Por hacer | Transcribe sin cambios el fragmento del texto sobre la ética que empieza en "Así, lo que" y termina en "para las diferencias.".

Pasaje citado |
◇ ◇ ◇ ◇ ◇

La ética consiste en un intento sistemático de
determinar reglas generales de todo accionar humano, o al menos del accionar consciente.
La moral, por otra parte, es menos general y está más relacionada a las costumbres.
Así, lo que es visto moralmente correcto por determinada sociedad o época puede
no serlo por otra. Pero los valores éticos, si existen, deben ser universales.
“¿Qué es el bien?” “¿Cómo debemos actuar
correctamente?” “¿Cuál es el camino a la felicidad o al bienestar?” Son
preguntas a las que intenta dar respuesta la indagación ética. Ya Sócrates, en
el siglo V antes de Cristo, afirmaba, quizás con demasiado optimismo o
ingenuidad, que quien conoce el bien no puede actuar mal. No deja de ser
razonable su postura: si sé lo que
está bien, ¿por qué actuaría de otro modo? Mas, la consigna requiere saber
antes de actuar, y ahí es donde queda abierta la brecha para las diferencias.
Porque, ¿quién conoce lo que es el bien?

◇ ◇ ◇ ◇ ◇

(Entradas de datos guardadas)
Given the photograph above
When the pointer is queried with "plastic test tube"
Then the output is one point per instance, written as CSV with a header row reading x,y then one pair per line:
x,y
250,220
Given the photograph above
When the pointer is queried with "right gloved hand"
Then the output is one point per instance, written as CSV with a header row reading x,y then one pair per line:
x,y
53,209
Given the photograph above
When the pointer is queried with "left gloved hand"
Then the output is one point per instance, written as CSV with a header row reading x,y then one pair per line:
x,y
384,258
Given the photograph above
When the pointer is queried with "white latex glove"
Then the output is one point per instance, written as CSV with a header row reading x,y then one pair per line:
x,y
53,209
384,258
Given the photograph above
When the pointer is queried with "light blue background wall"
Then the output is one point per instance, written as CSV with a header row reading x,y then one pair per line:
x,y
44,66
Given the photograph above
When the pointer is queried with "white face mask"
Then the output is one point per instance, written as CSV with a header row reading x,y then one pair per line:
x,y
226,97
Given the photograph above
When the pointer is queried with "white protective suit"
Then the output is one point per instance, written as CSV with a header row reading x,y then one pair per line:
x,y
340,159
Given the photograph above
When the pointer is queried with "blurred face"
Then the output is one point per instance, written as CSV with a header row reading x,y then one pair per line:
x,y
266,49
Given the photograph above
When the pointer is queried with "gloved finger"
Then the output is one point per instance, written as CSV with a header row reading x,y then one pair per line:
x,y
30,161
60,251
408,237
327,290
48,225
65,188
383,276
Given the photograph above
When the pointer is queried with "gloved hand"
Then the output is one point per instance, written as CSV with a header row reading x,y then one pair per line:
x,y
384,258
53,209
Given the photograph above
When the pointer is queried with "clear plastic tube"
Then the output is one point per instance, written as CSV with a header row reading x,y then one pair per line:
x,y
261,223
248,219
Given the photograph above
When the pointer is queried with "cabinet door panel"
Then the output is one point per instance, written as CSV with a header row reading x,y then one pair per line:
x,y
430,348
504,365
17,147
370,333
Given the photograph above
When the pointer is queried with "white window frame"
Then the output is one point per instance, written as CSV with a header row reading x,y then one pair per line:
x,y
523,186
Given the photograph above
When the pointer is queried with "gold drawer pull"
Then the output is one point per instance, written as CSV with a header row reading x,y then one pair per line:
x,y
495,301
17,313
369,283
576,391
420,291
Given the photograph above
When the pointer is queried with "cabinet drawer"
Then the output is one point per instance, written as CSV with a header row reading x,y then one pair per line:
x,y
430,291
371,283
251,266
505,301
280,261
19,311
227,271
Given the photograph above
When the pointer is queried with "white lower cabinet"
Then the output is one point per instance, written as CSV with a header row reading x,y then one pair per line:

◇ ◇ ◇ ◇ ◇

Solución |
Así, lo que es visto moralmente correcto por determinada sociedad o época puede
no serlo por otra. Pero los valores éticos, si existen, deben ser universales.
“¿Qué es el bien?” “¿Cómo debemos actuar
correctamente?” “¿Cuál es el camino a la felicidad o al bienestar?” Son
preguntas a las que intenta dar respuesta la indagación ética. Ya Sócrates, en
el siglo V antes de Cristo, afirmaba, quizás con demasiado optimismo o
ingenuidad, que quien conoce el bien no puede actuar mal. No deja de ser
razonable su postura: si sé lo que
está bien, ¿por qué actuaría de otro modo? Mas, la consigna requiere saber
antes de actuar, y ahí es donde queda abierta la brecha para las diferencias.